Task input:
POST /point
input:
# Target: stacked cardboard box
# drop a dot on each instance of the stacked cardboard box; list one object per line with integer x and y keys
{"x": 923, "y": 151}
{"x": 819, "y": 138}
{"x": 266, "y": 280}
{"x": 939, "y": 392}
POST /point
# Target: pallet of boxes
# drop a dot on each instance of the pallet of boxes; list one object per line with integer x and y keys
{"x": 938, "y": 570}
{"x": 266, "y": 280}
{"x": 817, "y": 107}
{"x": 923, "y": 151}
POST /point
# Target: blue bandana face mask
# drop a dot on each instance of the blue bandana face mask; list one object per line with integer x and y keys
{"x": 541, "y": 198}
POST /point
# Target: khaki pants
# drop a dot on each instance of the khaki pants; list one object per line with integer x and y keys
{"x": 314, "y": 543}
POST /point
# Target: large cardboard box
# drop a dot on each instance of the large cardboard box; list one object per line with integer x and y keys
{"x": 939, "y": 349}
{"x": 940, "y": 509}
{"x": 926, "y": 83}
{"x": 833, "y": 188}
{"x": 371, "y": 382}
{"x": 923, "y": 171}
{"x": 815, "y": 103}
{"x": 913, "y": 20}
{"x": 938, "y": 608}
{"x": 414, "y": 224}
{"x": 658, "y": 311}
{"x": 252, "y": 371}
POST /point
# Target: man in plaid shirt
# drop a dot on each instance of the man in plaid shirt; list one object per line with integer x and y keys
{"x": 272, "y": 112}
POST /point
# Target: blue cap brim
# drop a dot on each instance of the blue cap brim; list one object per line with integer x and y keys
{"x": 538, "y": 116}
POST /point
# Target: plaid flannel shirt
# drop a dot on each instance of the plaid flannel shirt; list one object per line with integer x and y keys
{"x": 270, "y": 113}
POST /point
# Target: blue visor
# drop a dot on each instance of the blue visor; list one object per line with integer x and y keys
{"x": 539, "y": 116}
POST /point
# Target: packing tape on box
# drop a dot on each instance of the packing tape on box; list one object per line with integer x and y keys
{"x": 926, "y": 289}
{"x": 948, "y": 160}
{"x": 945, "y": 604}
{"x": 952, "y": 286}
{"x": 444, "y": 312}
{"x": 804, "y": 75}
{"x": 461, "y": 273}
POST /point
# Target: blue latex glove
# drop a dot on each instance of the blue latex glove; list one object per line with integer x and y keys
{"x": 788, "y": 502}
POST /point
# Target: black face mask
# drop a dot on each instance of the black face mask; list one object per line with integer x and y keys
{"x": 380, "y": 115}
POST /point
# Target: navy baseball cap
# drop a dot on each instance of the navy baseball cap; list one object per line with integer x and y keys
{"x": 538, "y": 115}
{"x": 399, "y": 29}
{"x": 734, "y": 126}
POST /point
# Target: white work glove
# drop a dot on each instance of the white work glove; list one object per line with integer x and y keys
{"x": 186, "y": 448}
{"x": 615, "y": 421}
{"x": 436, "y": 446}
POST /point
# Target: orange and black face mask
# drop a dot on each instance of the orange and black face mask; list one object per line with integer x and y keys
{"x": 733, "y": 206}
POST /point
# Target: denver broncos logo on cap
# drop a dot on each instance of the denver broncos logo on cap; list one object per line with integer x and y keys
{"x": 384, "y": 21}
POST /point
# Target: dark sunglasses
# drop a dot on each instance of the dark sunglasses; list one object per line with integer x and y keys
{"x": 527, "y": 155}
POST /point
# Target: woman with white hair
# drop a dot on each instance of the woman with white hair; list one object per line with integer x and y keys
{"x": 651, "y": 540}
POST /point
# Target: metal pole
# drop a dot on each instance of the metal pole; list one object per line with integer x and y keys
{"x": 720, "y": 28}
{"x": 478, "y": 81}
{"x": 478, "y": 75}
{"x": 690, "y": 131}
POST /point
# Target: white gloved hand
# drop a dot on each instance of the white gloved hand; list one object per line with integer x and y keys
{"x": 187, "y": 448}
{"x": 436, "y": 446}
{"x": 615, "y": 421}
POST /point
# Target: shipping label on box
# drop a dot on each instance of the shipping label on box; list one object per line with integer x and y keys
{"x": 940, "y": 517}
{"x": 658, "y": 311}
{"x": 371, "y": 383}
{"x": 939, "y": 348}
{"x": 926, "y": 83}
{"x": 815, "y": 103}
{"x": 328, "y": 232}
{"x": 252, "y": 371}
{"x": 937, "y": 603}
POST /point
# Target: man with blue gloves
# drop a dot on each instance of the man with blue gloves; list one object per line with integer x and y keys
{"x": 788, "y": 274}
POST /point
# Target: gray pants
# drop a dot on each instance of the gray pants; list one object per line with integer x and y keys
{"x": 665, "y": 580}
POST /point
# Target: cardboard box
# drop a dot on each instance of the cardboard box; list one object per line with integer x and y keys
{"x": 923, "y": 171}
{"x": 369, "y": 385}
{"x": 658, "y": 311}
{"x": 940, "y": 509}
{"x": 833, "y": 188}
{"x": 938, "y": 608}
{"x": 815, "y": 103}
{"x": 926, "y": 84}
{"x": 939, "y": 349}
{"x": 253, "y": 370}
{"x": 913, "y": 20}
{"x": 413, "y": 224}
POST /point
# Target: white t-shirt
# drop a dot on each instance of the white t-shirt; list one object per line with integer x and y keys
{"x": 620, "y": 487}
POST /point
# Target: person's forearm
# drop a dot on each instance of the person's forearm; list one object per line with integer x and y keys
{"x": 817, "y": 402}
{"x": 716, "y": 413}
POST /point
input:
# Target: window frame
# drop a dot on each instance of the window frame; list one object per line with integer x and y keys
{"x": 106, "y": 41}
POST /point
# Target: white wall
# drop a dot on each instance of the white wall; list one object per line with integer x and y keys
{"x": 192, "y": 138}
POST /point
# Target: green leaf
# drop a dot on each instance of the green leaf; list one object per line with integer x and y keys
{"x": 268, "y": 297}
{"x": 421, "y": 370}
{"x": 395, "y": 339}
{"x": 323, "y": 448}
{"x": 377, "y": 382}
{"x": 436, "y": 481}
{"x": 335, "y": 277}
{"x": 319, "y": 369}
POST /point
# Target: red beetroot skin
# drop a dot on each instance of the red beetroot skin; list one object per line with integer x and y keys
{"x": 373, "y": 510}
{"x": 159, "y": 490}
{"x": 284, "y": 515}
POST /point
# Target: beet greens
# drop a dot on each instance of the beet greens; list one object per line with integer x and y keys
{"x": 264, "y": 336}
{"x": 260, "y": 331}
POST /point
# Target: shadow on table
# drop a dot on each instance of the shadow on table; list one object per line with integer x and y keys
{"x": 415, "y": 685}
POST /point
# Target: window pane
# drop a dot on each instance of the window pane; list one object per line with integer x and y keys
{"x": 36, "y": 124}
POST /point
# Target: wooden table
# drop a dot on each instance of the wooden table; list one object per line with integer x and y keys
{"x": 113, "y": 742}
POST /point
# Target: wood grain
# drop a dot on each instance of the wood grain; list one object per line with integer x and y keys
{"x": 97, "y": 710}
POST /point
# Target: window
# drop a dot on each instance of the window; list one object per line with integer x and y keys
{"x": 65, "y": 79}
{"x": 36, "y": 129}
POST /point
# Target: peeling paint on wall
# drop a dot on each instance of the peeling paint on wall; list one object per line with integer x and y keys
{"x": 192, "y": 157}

---

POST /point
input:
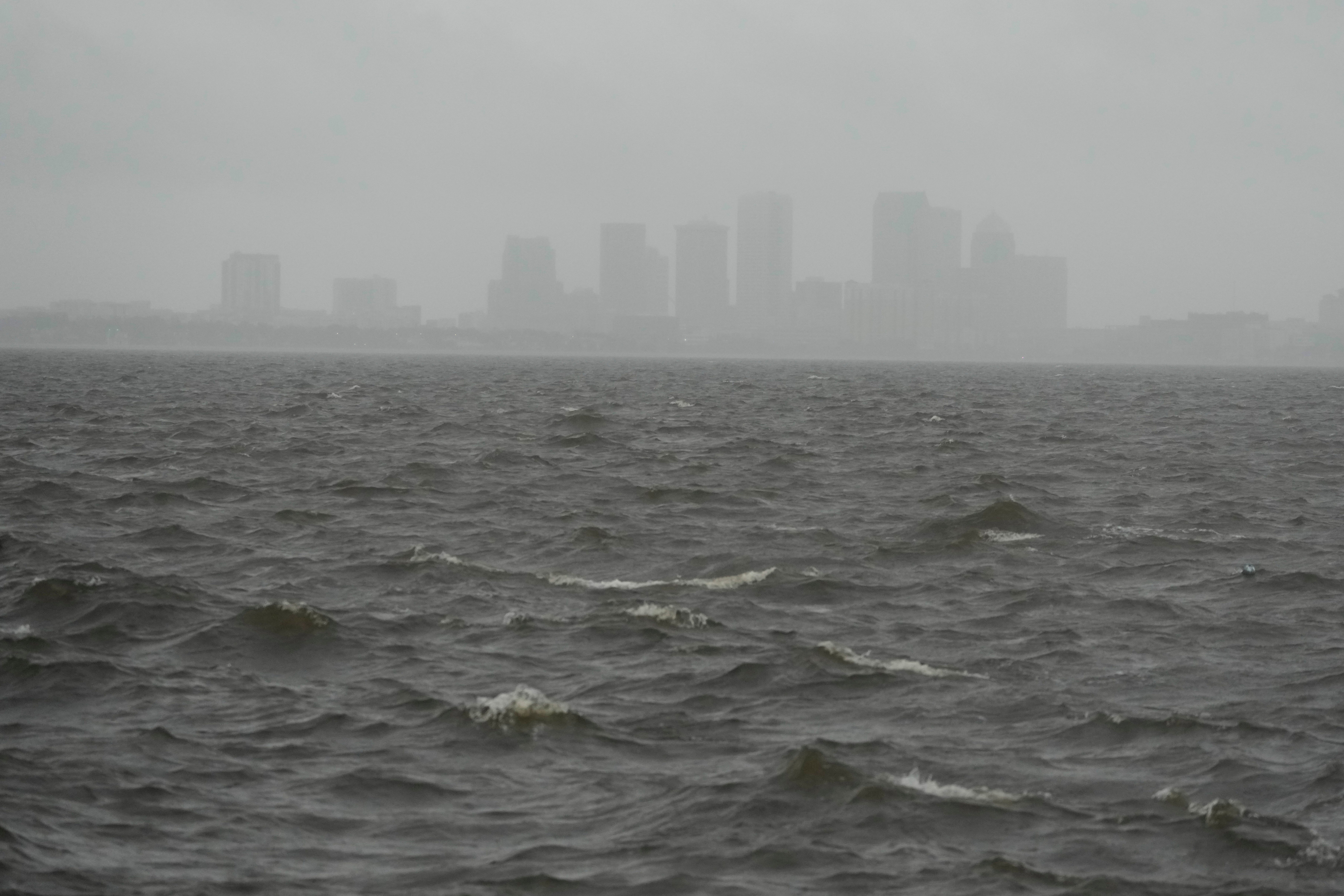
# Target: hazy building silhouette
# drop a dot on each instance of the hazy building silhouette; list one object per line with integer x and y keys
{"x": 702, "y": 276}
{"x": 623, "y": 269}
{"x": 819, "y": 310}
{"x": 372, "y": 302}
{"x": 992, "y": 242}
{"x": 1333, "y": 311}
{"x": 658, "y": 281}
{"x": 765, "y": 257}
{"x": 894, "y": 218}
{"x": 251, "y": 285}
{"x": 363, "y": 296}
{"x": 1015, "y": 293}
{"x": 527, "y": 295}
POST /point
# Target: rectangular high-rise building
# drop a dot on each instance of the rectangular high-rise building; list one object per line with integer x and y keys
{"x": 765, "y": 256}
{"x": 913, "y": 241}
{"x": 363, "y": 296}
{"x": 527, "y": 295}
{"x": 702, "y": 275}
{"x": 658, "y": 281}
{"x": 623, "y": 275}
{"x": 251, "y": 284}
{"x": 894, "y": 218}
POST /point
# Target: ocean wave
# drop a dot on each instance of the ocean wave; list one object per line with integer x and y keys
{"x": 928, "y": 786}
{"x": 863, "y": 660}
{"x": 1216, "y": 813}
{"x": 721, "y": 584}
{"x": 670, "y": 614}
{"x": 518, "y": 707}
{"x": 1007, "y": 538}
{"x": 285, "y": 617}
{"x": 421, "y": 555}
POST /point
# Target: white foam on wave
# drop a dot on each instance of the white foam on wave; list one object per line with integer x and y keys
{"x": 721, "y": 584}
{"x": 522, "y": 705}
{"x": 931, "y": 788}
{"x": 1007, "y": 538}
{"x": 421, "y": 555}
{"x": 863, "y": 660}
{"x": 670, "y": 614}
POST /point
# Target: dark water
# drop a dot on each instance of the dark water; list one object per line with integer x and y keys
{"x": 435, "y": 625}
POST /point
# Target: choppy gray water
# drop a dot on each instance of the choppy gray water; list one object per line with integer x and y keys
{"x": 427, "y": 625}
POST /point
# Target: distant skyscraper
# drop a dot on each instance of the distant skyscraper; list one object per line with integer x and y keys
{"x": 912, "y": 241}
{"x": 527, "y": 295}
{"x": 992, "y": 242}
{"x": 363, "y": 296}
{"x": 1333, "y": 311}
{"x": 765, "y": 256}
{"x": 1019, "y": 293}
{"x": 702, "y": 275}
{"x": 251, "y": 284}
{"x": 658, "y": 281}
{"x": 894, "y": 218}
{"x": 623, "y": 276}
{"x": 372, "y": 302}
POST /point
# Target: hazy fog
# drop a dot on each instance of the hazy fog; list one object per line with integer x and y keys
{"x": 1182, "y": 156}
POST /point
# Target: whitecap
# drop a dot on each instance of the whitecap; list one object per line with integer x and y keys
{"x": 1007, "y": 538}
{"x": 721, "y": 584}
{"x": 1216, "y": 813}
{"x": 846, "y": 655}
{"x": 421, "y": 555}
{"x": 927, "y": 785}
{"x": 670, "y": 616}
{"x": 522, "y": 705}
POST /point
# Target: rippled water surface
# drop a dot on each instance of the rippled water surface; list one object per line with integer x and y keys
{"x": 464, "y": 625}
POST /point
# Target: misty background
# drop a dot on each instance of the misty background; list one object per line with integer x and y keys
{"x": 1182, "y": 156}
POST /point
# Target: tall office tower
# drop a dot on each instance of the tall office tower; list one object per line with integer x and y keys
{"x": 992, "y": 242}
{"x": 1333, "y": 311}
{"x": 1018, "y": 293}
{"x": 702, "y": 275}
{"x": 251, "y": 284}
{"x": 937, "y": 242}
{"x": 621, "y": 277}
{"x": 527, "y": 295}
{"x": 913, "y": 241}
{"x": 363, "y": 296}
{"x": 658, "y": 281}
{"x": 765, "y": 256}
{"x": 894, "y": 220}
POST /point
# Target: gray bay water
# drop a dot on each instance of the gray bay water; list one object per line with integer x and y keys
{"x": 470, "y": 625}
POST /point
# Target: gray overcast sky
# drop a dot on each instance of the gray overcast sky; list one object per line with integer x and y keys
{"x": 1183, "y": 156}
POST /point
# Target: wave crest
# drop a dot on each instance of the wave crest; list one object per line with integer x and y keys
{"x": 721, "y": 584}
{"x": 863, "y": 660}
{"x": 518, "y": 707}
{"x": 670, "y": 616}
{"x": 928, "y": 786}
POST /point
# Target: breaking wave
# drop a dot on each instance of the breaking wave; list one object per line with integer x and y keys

What this task involves:
Please pick out and copy every line in the records that contains the word "person", and note that case counts when matching.

Solution to this problem:
# Target: person's forearm
# drop a dot on each instance of the person's forearm; list one object per line with integer x and y keys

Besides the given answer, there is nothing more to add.